● ACTIONS TO TAKE:
• a. Decide whether each statement agrees with the text on Trusted Execution Environments, answering yes or no and quoting the words of the text that settle it: (i) a TEE may contain code fixed at production; (ii) every TEE can be programmed with arbitrary code; (iii) the proof a TEE produces can be verified only by hand.
• b. Repeat word for word the stretch of the text on Trusted Execution Environments from "Using a Trusted" through "to be updated.".

● SELECTION:
**********
Depending on the specifics of a Trusted Execution Environment, it may additionally provide the following:

Programmability

Some of these Trusted Execution Environments can be programmed with a specific arbitrary code, while some others only provide limited operations. Due to its function, it can provide the flexibility of being programmed to suit the needs of security intended for the infrastructure or system. Furthermore, a TEE may comprise codes fixed at the same time of production.

Code Confidentiality

Using a Trusted Execution Environment not only protects data but also protects the code in which it is utilized from the viewpoint of unauthorized entities. It can enhance the protection of any algorithm or any sensitive intellectual property sophistically.

Recoverability

Some of these Trusted Execution Environments can provide a way to recover from a latent compromised state. A possible scenario for this is when a component no longer meets the needed requirements, and the launch authentication mechanism goes wrong, confidential computing may update the specific component and try to recover the launch status. Generally, recoverability here needs to have some components that remain trusted since it acts as a foundation when it promotes other components to be updated. 

Attestability

In some cases, a Trusted Execution Environment can produce reliable proof of state and origin that can be verified by other third-party service providers, whether manually or programmatically. With that, decision-making on whether to trust the code can be attested and attained. 

Authenticated Launch

More of these Trusted Executing Environments can permit and authenticate checks before launching a process and can turn down any unauthorized ones.

The Significance of Confidential Computing in Cybersecurity Today

Today, the goal of confidential computing is to decrease the capability of any platform owner or operator to acquire code and data inside any Trusted Execution Environment such that this approach is no longer conceptually feasible to any attack path during the execution process. Confidential computing may outperform conventional strategies for securing data in a variety of ways, including cost and usability, in addition to integrity and confidentiality. This enhancement enables operators, implementers, and designers to focus on other system elements while maintaining delicate algorithms and data.
**********
● ROWS:

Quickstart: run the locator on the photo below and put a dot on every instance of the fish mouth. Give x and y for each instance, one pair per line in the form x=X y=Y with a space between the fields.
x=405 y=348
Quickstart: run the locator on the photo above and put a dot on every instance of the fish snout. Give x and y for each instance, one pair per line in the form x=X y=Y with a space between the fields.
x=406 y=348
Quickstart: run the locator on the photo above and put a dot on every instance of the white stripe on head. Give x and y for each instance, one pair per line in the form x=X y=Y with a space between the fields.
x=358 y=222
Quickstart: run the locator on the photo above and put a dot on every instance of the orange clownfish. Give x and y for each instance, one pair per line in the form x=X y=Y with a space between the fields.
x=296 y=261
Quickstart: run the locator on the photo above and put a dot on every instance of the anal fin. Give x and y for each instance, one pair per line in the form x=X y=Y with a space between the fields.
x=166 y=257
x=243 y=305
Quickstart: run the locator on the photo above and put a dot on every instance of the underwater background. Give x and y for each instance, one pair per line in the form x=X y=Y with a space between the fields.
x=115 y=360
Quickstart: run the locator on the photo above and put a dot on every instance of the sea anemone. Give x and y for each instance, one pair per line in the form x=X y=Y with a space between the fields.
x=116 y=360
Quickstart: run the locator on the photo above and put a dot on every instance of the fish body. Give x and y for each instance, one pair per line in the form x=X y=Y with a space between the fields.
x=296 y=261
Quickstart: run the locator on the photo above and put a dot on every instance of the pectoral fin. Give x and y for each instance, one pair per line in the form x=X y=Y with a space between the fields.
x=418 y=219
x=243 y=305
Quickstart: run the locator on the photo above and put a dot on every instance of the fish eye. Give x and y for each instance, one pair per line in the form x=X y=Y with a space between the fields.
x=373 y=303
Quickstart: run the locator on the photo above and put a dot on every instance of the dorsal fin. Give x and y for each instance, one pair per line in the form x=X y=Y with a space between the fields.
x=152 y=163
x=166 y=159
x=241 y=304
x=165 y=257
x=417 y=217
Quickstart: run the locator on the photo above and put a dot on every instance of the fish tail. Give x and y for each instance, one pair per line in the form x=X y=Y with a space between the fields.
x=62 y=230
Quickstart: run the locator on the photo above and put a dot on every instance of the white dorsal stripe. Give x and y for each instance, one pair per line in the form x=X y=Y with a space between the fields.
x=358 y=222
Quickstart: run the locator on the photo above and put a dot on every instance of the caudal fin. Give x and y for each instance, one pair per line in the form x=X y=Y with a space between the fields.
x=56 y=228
**********
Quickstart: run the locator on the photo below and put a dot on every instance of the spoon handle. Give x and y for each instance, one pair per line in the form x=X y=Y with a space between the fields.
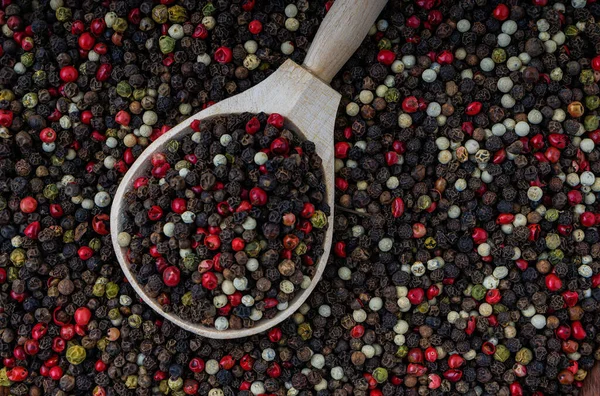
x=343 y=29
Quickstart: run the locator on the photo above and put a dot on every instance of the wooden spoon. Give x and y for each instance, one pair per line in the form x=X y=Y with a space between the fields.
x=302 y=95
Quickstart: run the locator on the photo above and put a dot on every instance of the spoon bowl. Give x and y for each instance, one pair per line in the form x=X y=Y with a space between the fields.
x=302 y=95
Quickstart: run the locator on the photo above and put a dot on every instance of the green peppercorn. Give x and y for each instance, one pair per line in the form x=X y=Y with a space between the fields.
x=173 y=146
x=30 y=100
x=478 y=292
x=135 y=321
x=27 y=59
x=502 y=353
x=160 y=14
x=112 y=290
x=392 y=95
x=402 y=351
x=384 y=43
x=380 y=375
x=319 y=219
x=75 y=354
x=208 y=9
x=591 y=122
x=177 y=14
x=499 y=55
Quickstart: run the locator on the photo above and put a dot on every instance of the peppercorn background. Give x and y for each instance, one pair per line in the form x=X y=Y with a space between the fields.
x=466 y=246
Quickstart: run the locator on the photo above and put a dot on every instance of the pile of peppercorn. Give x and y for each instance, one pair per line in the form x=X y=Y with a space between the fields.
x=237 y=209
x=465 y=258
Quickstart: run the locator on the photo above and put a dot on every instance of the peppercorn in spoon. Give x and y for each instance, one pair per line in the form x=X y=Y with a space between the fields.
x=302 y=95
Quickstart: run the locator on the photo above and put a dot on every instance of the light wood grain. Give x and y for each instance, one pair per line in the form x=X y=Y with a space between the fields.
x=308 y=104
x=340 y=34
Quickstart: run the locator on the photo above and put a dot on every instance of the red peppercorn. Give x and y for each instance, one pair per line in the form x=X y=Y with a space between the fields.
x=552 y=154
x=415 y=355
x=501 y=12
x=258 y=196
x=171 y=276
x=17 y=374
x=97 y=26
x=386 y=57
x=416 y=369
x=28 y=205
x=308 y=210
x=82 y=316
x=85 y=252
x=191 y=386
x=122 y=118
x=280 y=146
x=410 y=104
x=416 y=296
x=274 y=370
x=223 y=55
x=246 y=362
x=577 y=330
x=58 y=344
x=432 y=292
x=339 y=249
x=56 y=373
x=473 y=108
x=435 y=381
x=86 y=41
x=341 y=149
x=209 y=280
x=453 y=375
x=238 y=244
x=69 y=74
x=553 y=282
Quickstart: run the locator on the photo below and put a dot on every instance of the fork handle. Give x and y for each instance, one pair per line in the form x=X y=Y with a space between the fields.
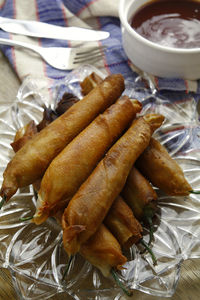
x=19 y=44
**********
● COMPLETED EXERCISE:
• a.
(i) Yes: "a TEE may comprise codes fixed at the same time of production."
(ii) No: "while some others only provide limited operations."
(iii) No: "whether manually or programmatically."

• b.
Using a Trusted Execution Environment not only protects data but also protects the code in which it is utilized from the viewpoint of unauthorized entities. It can enhance the protection of any algorithm or any sensitive intellectual property sophistically.

Recoverability

Some of these Trusted Execution Environments can provide a way to recover from a latent compromised state. A possible scenario for this is when a component no longer meets the needed requirements, and the launch authentication mechanism goes wrong, confidential computing may update the specific component and try to recover the launch status. Generally, recoverability here needs to have some components that remain trusted since it acts as a foundation when it promotes other components to be updated.